### BRIEF
Copy every line of the material below word for word.

--- DATASET ENTRIES Enclosed Below ---

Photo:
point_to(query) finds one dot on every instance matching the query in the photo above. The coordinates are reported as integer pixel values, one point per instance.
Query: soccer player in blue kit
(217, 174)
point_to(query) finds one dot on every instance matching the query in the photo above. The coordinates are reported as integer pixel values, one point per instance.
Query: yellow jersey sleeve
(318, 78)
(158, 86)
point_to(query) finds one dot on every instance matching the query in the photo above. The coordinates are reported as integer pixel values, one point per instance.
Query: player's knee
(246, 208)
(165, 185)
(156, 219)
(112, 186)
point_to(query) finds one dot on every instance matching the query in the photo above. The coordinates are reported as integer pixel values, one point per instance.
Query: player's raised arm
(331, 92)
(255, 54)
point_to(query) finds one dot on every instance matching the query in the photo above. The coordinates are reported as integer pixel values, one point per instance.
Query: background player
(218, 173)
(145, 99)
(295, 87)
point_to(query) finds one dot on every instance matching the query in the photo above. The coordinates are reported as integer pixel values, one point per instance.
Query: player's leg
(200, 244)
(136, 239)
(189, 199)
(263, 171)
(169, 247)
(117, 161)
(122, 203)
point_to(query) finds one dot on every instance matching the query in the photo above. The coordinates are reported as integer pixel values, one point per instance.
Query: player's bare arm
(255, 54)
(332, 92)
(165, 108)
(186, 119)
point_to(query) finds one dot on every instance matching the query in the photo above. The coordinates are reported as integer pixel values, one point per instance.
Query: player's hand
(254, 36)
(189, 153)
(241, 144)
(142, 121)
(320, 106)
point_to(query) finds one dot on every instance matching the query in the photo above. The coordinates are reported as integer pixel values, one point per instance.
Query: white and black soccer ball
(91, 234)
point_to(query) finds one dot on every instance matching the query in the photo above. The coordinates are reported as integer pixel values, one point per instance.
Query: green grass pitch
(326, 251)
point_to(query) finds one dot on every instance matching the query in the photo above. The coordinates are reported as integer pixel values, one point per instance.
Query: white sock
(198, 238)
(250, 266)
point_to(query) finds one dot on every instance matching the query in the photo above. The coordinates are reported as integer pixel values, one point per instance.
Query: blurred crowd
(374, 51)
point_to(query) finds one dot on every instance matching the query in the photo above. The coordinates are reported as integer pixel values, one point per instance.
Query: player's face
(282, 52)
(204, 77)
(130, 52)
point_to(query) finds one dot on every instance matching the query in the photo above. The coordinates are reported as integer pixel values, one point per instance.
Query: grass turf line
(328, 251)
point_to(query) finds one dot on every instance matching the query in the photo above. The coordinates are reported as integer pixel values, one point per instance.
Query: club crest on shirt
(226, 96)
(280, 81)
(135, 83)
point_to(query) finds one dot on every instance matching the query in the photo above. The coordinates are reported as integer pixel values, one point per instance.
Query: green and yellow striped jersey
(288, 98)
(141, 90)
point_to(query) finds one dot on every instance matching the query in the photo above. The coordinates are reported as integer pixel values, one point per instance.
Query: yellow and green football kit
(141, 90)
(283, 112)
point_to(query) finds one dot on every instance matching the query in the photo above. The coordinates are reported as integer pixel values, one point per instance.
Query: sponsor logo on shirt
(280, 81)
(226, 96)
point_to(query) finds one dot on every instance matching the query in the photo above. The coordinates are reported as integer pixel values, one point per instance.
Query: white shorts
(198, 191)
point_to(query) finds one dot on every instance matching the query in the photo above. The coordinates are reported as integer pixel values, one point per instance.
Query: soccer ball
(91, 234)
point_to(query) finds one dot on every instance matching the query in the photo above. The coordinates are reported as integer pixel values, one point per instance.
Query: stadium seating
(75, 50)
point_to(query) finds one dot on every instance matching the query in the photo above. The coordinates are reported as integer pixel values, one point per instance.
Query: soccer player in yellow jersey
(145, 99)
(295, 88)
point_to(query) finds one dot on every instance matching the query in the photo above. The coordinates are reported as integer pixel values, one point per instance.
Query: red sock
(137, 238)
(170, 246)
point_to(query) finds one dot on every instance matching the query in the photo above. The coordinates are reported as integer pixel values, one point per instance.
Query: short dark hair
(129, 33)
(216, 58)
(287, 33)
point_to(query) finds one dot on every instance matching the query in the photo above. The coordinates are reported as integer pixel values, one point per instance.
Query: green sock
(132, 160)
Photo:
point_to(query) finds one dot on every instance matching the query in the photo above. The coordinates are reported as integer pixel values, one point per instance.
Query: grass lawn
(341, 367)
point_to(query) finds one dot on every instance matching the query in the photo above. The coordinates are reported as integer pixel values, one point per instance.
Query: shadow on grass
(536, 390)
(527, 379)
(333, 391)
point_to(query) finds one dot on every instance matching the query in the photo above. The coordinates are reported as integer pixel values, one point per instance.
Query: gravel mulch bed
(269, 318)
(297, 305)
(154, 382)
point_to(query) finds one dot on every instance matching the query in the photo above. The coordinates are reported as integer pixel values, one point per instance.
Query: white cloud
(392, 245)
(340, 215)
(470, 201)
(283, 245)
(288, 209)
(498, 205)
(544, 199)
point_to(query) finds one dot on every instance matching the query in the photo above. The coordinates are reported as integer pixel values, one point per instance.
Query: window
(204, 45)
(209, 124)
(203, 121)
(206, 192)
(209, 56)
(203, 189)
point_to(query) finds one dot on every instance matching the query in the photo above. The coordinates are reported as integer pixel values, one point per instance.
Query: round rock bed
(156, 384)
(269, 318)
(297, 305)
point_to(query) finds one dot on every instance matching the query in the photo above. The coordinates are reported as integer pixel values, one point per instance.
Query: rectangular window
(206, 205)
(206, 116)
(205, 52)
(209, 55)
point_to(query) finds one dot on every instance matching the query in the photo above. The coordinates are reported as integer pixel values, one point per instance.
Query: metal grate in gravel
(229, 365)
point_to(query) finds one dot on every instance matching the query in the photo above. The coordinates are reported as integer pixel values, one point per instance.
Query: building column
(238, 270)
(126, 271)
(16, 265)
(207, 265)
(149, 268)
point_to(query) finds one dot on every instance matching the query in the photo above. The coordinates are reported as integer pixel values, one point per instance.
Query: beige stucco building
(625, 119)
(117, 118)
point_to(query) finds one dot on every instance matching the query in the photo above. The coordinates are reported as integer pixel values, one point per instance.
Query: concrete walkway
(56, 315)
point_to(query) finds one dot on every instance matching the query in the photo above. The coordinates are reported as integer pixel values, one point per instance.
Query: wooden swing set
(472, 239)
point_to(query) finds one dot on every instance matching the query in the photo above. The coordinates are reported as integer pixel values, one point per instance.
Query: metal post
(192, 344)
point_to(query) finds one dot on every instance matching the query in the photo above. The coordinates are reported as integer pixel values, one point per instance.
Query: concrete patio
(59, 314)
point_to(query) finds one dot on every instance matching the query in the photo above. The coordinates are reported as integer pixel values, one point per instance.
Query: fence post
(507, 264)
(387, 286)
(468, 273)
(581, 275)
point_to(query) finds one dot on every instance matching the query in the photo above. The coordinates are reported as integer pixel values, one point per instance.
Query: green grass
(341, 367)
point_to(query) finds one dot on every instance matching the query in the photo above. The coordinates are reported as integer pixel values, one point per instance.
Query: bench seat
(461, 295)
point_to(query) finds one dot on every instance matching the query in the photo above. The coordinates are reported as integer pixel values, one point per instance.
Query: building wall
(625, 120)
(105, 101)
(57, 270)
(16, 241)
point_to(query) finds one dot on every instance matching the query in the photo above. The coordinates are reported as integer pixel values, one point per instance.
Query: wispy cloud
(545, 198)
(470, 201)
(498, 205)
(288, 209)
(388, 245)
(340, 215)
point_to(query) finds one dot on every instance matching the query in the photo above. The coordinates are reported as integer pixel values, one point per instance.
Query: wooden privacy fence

--- End of Enclosed DATASET ENTRIES ---

### RESULT
Photo:
point_to(query) finds one dot on every instance matching the query in the photo above. The coordinates are reported as integer pixel values, one point per instance.
Query: soccer player in blue kit
(217, 174)
point_to(query) finds one dot on every instance matching the query in the photo above. The coordinates are reported as integer pixel values, one point per instance.
Query: yellow jersey sleeve
(318, 78)
(158, 86)
point_to(query) finds one dot on every instance matching the query in the photo above. The coordinates are reported as integer pixel values, one point per instance.
Query: player's knee
(246, 208)
(165, 185)
(156, 219)
(112, 186)
point_to(query) finds one dot on every instance matching the query in the photo above. The coordinates are reported as integer pixel values, one point per instance.
Query: player's raised arm
(331, 92)
(255, 54)
point_to(query) finds one dot on every instance matching the query in the photo above. The coordinates are reported as integer pixel values, one point per instance.
Query: background player
(218, 173)
(145, 99)
(295, 87)
point_to(query) finds one dot on every instance matching the query in the photo above. The coordinates are reported as integer pixel values, one point per instance.
Query: player's leg
(200, 244)
(136, 239)
(189, 199)
(263, 171)
(169, 247)
(117, 161)
(122, 203)
point_to(query) finds one dot on every instance matching the query in the photo above. The coordinates are reported as integer pixel values, one point per instance.
Query: player's bare arm
(255, 54)
(332, 92)
(165, 108)
(186, 119)
point_to(query) finds one dot on every instance matching the query in the photo above. The coordinates are reported as integer pixel values, one point per instance.
Query: player's hand
(254, 36)
(189, 153)
(241, 144)
(142, 121)
(320, 106)
point_to(query) finds one dot on every instance matching the query in the photo above. The coordinates are reported as integer pixel values, one point per instance.
Query: white and black soccer ball
(91, 234)
point_to(query) finds one dot on every instance matching the query in the photo above. The coordinates are reported as integer pixel values, one point per instance.
Query: green grass pitch
(326, 251)
point_to(query) finds one dot on every instance matching the query in the photo above. The coordinates are reported as integer pixel values, one point per instance.
Query: white sock
(198, 238)
(250, 266)
point_to(query) finds one dot on every instance matching the query in the photo above. The coordinates are reported as integer pixel values, one point per instance.
Query: blurred crowd
(374, 51)
point_to(query) finds one dot on every instance matching the query in the photo above. The coordinates are reported as integer pixel values, one point per instance.
Query: player's face
(282, 52)
(204, 77)
(130, 52)
point_to(query) finds one dot on every instance matching the query in the photo above. The coordinates are reported as integer pixel values, one point per instance.
Query: grass turf line
(328, 251)
point_to(query) finds one dot on every instance matching the query in the photo above. The coordinates are reported as integer pixel values, one point per instance.
Query: club crest on shirt
(226, 96)
(280, 81)
(135, 83)
point_to(query) finds one dot on every instance matching the query in the photo above. The coordinates are reported as integer pixel values, one point per instance.
Query: green and yellow striped jersey
(288, 98)
(141, 90)
point_to(query) finds one dot on every instance matching the query in the photo above. The coordinates are reported as integer pixel values, one point per instance.
Query: yellow and green football kit
(141, 90)
(283, 112)
point_to(query) finds one dot on every instance matching the query in the photo above. The coordinates are reported as integer pixel values, one point per instance.
Query: sponsor logo on shirt
(280, 81)
(226, 96)
point_to(query) finds one dot on every instance matching the query in the photo above. The coordinates are reported as integer pixel values, one point per instance.
Query: white shorts
(198, 191)
point_to(query) finds one dot on every instance matching the query in the photo above. The coordinates are reported as integer pixel values, one point per instance.
Query: soccer ball
(91, 234)
point_to(query) finds one dot on every instance matching the query in the photo above. The coordinates are reported as integer pixel values, one point per instance.
Query: stadium seating
(75, 50)
point_to(query) finds one dot on every instance matching the query in the photo above. The coordinates are reported as integer pixel values, one point per instance.
Query: soccer player in yellow jersey
(145, 99)
(295, 88)
point_to(query) finds one dot on every instance matching the query in the photo above. The coordinates are reported as integer pixel values, one point per instance.
Query: red sock
(137, 238)
(170, 246)
point_to(query) finds one dot on every instance matching the query in the photo above. The coordinates are reported as integer pixel values, one point per instance.
Query: short dark hair
(129, 33)
(216, 58)
(287, 33)
point_to(query) finds one dot on every instance matching the query in the photo above. The coordinates are reported as integer pixel values, one point per instance.
Query: green sock
(132, 160)
Photo:
point_to(query) finds one dot on every instance matching the query in the photo above. The coordinates are reported as integer pixel values, one point per instance.
Query: grass lawn
(341, 367)
point_to(query) finds one dot on every instance matching the query in the photo above. The coordinates are reported as integer pixel values, one point per instance.
Query: shadow on grass
(536, 390)
(527, 379)
(333, 391)
point_to(query) finds one dot on every instance matching the query in the photo above. The coordinates are reported as integer pixel values, one point per instance.
Query: gravel mulch bed
(269, 318)
(297, 305)
(154, 382)
point_to(query) finds one dot on every instance matching the query in the photo above. The coordinates are reported as integer pixel values, one point per instance.
Query: white cloud
(392, 245)
(340, 215)
(470, 201)
(283, 245)
(288, 209)
(498, 205)
(544, 199)
point_to(query) finds one dot on every instance matching the query in the photo above. The coordinates are reported as integer pixel values, one point per instance.
Query: window
(204, 45)
(209, 124)
(203, 121)
(206, 192)
(209, 56)
(203, 189)
point_to(query) finds one dot on every instance matching the query in the photo above. The coordinates are reported as integer pixel values, one point per instance.
Query: round rock bed
(156, 384)
(269, 318)
(297, 305)
point_to(query) finds one dot on every instance matching the query in the photo above. The coordinates are reported as integer pixel values, one point per instance.
Query: rectangular window
(206, 205)
(206, 116)
(205, 52)
(209, 55)
point_to(query) finds one dot on every instance matching the query in the photo above. The coordinates are reported as integer pixel values, one point per instance.
Query: metal grate in gravel
(229, 365)
point_to(query) finds one dot on every instance matching the query in the photo above. The coordinates are reported as integer pixel values, one point per instance.
Query: building column
(238, 270)
(126, 271)
(16, 265)
(207, 265)
(149, 268)
point_to(query) finds one dot on every instance matching the query in the photo above. The coordinates are reported as integer pixel values, one point per instance.
Query: beige stucco building
(625, 119)
(117, 118)
point_to(query) finds one dot on every instance matching the query in the photo above. The coordinates are reported as integer pixel values, one point per instance.
Query: concrete walkway
(56, 315)
point_to(query) finds one dot on every instance matching the query in the photo above. The coordinates are reported as integer pixel values, one point per instance.
Query: wooden swing set
(472, 239)
point_to(query) finds one dot on every instance matching the query in the photo above. The coordinates are reported as integer pixel values, one point per instance.
Query: metal post
(192, 344)
point_to(query) finds one dot on every instance matching the query in the photo above. The coordinates are reported as integer pixel values, one point per instance.
Query: concrete patio
(59, 314)
point_to(query) finds one dot on every instance matching the query in the photo above. The coordinates are reported as integer pixel values, one point per instance.
Query: fence post
(507, 264)
(387, 286)
(468, 273)
(581, 275)
point_to(query) finds one dot on every instance matching the query in the photo above. The coordinates are reported as integer pixel values, one point per instance.
Query: green grass
(341, 367)
point_to(query) finds one dot on every instance matching the query in the photo above. The coordinates are reported as integer pixel values, one point per instance.
Query: bench seat
(461, 295)
point_to(query) finds one dot on every instance matching the query in the photo above. The coordinates are reported as integer pixel values, one point per instance.
Query: building wall
(625, 120)
(105, 101)
(57, 270)
(16, 241)
point_to(query) finds one dot on every instance matching the query in the photo above. The coordinates are reported as integer pixel values, one point per instance.
Query: wispy cloud
(545, 198)
(470, 201)
(498, 205)
(288, 209)
(388, 245)
(340, 215)
point_to(query) finds one dot on every instance matching the query in the photo above. The coordinates are reported as integer pixel values, one point per instance.
Query: wooden privacy fence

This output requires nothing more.